◆ **ЧТО НУЖНО СДЕЛАТЬ**:
Продолжите отрывок воспоминаний о службе на флоте, начав сразу после его последнего предложения.

◆ **ОТРЫВОК**:

^^^^^^^^

Шулаков, спокойный, мягкий человек, на этот раз вышел из себя. Его бас заполнил весь тесный отсек.

Завершил он свой разнос короткой фразой:

— Стыдно мне за вас!

Время было обеденное, я разрешил обедать на грунте, благо и это входило в план учения.

Что же у нас произошло?

Я тоже попросил инженер-механика показать расчеты. Смотрю, вроде все правильно. Спрашиваю:

— Дифферентовку где производили?

— На рейде.

— Еще до нашего прибытия?

— Да.

Так вот в чем дело! Механик не учел веса гостей. А мы вчетвером потянем килограммов триста пятьдесят. Для такого маленького корабля и это тяжесть. Вот, приняв балласт, он и стал погружаться быстрее обычного.

[306]

Конечно, все это можно было быстро исправить, но сказалось волнение, молодой командир замешкался.

Задержав командира, его помощника и инженер-механика, мы с Шулаковым детально разобрали их действия и указали на ошибки. Молодые офицеры были удручены случившимся. Я как мог ободрил их. После обеда всплыли, начали все сначала, и учение прошло хорошо. Однако «баковый вестник» быстро разнес по всему соединению историю «о том, как два адмирала своей комплекцией чуть было не утопили лодку».

В пятидесятых годах обстановка на флоте была довольно беспокойная. Иностранные самолеты не раз вторгались в наше воздушное пространство. Об этом советские люди узнавали из кратких сообщений, умещавшихся в пяти-шести газетных строчках. Их быстро прочитывали и забывали. А нам эти события попортили немало крови. Когда неизвестные самолеты вторгаются в воздушные пределы Родины, всегда тревожно: зачем и с чем летят?

^^^^^^^^

◆ **ИСХОДНЫЙ ПЕРЕЧЕНЬ**:
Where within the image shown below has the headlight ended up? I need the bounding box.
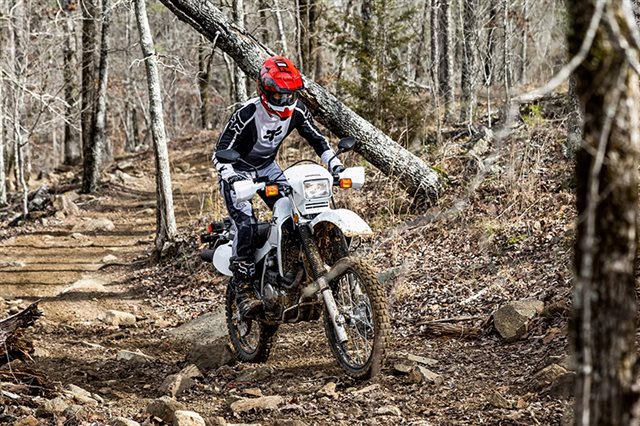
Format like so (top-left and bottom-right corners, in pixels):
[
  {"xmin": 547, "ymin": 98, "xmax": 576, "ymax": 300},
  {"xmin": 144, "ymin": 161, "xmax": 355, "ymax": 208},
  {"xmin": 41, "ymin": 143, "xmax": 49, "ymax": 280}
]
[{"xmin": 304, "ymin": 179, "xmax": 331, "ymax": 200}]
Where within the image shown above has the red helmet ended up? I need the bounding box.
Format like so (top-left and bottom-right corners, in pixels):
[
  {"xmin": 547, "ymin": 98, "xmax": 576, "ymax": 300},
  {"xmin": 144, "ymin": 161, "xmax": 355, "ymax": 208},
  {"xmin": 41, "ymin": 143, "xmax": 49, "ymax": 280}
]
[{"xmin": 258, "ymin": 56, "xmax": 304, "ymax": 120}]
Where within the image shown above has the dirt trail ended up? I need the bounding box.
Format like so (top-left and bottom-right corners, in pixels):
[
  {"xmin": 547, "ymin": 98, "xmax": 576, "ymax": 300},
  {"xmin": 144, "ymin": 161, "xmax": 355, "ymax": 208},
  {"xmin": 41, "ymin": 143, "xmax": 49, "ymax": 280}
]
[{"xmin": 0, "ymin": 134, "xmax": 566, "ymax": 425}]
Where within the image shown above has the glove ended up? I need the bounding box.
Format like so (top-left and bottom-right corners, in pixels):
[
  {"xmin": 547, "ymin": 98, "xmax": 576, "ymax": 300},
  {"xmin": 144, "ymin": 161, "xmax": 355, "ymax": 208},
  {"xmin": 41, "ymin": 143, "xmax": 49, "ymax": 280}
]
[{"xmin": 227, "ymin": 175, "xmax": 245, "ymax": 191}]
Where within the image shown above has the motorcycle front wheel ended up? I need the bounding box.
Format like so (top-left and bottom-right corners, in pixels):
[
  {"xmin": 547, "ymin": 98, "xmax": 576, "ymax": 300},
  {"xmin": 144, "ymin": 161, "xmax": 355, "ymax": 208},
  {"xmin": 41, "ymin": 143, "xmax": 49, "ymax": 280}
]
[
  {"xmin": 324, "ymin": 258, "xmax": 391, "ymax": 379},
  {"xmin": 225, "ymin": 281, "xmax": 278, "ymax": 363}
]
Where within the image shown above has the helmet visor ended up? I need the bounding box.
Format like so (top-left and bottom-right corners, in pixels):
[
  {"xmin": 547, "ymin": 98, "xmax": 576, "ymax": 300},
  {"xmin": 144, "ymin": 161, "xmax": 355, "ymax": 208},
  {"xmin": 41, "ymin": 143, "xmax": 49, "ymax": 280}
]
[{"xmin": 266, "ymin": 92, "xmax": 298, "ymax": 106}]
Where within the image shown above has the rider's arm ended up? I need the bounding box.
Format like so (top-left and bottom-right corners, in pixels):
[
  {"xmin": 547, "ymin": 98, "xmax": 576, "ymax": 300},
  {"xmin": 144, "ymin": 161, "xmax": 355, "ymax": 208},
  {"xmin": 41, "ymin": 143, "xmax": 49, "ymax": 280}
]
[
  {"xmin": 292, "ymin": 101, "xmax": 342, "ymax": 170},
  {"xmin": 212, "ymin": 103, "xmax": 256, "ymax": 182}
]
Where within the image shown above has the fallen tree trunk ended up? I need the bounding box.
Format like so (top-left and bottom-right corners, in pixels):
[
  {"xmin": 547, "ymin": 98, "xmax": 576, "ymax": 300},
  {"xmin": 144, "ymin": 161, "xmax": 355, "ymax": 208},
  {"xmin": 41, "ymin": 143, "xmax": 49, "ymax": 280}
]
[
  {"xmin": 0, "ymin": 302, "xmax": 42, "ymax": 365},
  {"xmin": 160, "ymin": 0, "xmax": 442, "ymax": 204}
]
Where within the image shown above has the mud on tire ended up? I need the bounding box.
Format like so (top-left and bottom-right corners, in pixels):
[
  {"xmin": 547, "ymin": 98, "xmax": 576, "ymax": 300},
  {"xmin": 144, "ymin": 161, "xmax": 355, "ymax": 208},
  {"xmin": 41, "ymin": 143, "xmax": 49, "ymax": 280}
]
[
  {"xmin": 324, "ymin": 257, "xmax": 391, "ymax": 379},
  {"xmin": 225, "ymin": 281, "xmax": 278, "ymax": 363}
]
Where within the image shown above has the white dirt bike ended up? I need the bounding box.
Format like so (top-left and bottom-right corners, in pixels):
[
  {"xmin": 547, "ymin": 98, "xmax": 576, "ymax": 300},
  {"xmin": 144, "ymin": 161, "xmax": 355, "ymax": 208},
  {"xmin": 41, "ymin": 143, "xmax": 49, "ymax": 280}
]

^^^^^^^^

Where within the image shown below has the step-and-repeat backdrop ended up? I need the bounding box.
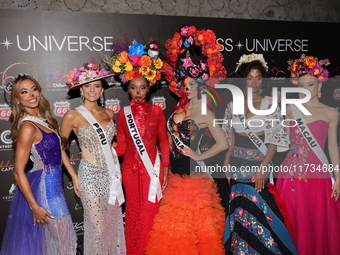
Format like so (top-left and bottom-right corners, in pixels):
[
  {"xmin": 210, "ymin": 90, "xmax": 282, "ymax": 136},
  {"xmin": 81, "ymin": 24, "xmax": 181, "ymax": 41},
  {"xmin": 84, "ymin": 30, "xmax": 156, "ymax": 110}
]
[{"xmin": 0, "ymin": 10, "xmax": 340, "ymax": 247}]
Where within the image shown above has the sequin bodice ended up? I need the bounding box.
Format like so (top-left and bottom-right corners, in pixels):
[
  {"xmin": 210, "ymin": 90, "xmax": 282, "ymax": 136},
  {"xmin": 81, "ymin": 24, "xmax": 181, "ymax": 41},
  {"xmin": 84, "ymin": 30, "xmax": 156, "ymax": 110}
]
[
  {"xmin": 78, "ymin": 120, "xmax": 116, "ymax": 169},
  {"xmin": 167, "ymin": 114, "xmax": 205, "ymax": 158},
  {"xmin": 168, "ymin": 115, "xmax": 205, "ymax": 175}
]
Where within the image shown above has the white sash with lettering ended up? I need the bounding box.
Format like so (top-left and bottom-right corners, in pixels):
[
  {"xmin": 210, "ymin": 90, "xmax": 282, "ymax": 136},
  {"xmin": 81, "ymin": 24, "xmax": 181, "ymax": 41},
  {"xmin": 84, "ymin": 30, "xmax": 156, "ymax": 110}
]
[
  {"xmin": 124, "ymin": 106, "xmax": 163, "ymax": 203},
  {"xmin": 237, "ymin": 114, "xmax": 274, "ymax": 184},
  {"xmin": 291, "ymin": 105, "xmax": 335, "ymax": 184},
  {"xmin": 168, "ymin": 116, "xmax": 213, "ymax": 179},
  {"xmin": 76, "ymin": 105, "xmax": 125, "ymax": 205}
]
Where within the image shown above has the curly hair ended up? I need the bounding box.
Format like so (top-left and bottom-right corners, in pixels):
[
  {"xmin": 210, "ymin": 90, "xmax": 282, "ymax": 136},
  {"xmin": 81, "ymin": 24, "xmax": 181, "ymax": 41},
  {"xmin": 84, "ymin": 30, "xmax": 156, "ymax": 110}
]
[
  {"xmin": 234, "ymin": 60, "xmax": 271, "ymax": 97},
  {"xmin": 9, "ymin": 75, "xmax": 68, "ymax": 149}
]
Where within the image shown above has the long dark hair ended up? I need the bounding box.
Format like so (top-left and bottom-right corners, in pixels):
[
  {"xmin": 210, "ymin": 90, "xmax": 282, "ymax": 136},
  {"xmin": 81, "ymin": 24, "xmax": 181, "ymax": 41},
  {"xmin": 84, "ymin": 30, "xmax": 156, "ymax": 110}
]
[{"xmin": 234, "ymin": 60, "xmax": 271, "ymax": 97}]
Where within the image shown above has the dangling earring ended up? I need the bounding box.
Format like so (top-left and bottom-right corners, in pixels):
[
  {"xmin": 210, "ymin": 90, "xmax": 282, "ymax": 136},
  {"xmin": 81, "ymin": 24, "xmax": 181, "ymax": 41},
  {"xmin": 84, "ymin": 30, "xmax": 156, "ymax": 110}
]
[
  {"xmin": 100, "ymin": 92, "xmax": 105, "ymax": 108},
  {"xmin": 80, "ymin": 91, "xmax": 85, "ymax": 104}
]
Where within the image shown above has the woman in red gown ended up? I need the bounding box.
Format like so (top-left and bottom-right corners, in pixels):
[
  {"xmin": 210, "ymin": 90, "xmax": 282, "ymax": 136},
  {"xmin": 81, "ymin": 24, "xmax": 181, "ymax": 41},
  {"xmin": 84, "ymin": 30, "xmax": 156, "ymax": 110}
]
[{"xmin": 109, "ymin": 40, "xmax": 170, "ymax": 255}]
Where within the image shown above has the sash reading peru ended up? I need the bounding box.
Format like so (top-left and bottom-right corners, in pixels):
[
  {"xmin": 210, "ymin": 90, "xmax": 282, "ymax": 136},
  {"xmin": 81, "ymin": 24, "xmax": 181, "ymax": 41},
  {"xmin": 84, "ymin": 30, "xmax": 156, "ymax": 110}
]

^^^^^^^^

◆ **ОТВЕТ К ЗАДАНИЮ**:
В любом случае мы должны заставить нарушителя границы совершить посадку на наш аэродром. Дело это трудное и деликатное. Мы это очень хорошо понимали и сочувствовали нашим летчикам.

***

Чтобы развивать у командиров инициативу, умение быстро ориентироваться в обстановке, принимать смелые решения, полезно чаще ставить перед ними неожиданные задачи. Каждый раз, когда мы с членом Военного совета, направляясь на корабле на Камчатку, приближались по пути к той или иной базе, ее командир без всякого предупреждения получал короткую радиограмму: «Найти и атаковать «противника». Под «противником», понятно, подразумевался наш корабль. Получив такую задачу, командир базы должен был немедленно принять меры, чтобы обнаружить и атаковать «противника» всеми наличными силами. Времени на составление бумажных планов, на проведение совещаний, разных уточнений не оставалось. Ведь настоящий противник не будет ждать, когда база подготовится к отпору. Командиры вынуждены были действовать быстро и решительно, как на войне.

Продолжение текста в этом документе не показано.